> SELECTED EXTRACT:
********************

# Are DLC Offerings Just Scams?



## Ares (Nov 23, 2009)

* Call Me 'Mapathetic,' See if I Care
*
*State of Play: Are DLC offerings like Modern Warfare 2's Stimulus Package just scams?
*by Rus McLaughlin

*April 1, 2010* - I will not buy any downloadable maps for Modern Warfare 2. 

Honestly, I don't have anything against Infinity Ward or lack a certain faith in the quality of their work. Quite the contrary. Their map pack likely delivers some prime frag-fest real estate. In fact, I know it does, because 2/5ths of it is recycled from Call of Duty 4: Modern Warfare. I can pop that game in and roam Crash or Overgrown without paying another dime. It's not like there's a ton of difference between one title and the other. Unless you count the avalanche of exploits and hacks in Modern Warfare 2's multiplayer threatening to bury the fun entirely.

********************

> RAW RECORDS:
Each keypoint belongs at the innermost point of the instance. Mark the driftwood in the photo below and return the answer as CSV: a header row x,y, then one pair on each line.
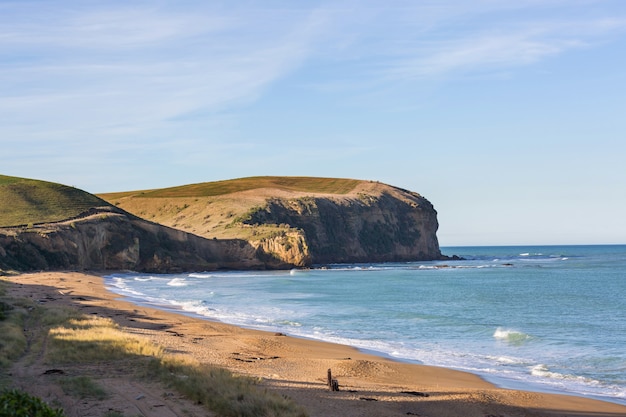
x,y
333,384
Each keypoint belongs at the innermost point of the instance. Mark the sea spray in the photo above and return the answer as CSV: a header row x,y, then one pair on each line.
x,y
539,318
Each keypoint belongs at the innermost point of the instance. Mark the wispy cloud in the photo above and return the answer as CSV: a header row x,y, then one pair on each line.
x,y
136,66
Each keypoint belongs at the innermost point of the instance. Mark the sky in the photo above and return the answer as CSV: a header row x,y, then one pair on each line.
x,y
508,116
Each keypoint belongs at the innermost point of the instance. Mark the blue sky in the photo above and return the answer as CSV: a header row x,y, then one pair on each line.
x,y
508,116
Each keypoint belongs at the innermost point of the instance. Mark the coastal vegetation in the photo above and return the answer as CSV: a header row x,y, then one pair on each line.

********************

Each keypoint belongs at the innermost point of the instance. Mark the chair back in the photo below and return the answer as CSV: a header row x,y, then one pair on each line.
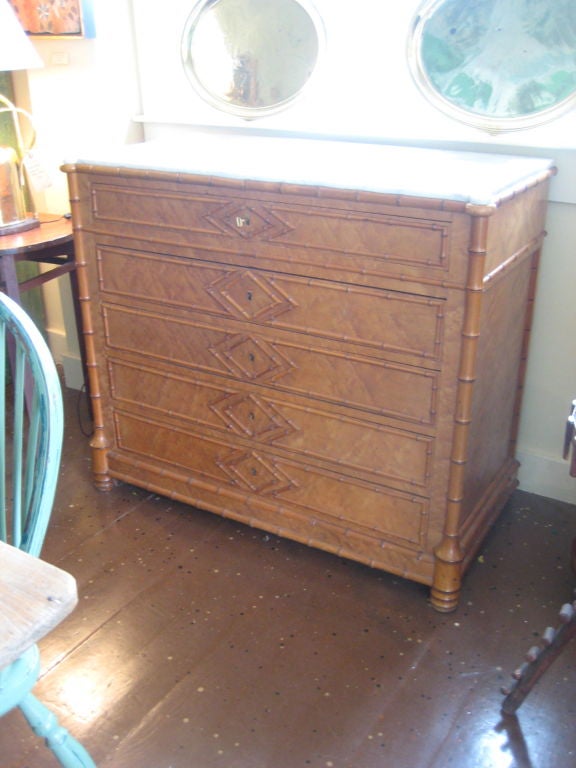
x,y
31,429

********************

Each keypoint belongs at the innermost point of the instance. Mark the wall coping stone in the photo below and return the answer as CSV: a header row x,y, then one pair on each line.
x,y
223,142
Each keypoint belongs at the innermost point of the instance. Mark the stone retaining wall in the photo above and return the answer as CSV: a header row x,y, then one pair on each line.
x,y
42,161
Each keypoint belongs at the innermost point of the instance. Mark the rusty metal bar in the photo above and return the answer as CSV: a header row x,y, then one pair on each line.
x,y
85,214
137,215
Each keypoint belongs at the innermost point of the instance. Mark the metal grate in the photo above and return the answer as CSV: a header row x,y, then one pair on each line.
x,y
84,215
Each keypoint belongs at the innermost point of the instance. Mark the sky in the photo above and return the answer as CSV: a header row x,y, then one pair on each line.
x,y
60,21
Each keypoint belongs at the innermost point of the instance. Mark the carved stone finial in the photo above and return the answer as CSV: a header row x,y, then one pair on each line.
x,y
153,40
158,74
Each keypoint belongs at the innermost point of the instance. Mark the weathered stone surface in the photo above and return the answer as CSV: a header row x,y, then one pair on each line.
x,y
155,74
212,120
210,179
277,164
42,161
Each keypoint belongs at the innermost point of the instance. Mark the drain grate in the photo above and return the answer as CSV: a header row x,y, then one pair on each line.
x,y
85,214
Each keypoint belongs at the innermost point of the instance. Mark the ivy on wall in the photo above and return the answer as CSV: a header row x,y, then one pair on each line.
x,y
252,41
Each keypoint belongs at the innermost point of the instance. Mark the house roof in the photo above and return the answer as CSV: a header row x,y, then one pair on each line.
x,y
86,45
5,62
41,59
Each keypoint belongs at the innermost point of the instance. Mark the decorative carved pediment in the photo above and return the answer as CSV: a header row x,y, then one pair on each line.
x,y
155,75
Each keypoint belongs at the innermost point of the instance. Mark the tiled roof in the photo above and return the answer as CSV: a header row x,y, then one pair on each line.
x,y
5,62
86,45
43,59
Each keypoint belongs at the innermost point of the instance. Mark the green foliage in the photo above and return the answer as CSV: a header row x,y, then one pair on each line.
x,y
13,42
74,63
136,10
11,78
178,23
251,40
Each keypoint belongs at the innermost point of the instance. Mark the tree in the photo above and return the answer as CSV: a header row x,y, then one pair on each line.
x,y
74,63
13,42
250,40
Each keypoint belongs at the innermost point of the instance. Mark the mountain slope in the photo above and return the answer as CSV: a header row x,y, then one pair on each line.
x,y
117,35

********************

> REQUIRED TASK:
Reproduce the stretch of the forum post about DLC offerings from "# Are DLC Offerings" through "the fun entirely.". The listing has no connection to the forum post about DLC offerings.

> EXERCISE RESULT:
# Are DLC Offerings Just Scams?



## Ares (Nov 23, 2009)

* Call Me 'Mapathetic,' See if I Care
*
*State of Play: Are DLC offerings like Modern Warfare 2's Stimulus Package just scams?
*by Rus McLaughlin

*April 1, 2010* - I will not buy any downloadable maps for Modern Warfare 2. 

Honestly, I don't have anything against Infinity Ward or lack a certain faith in the quality of their work. Quite the contrary. Their map pack likely delivers some prime frag-fest real estate. In fact, I know it does, because 2/5ths of it is recycled from Call of Duty 4: Modern Warfare. I can pop that game in and roam Crash or Overgrown without paying another dime. It's not like there's a ton of difference between one title and the other. Unless you count the avalanche of exploits and hacks in Modern Warfare 2's multiplayer threatening to bury the fun entirely.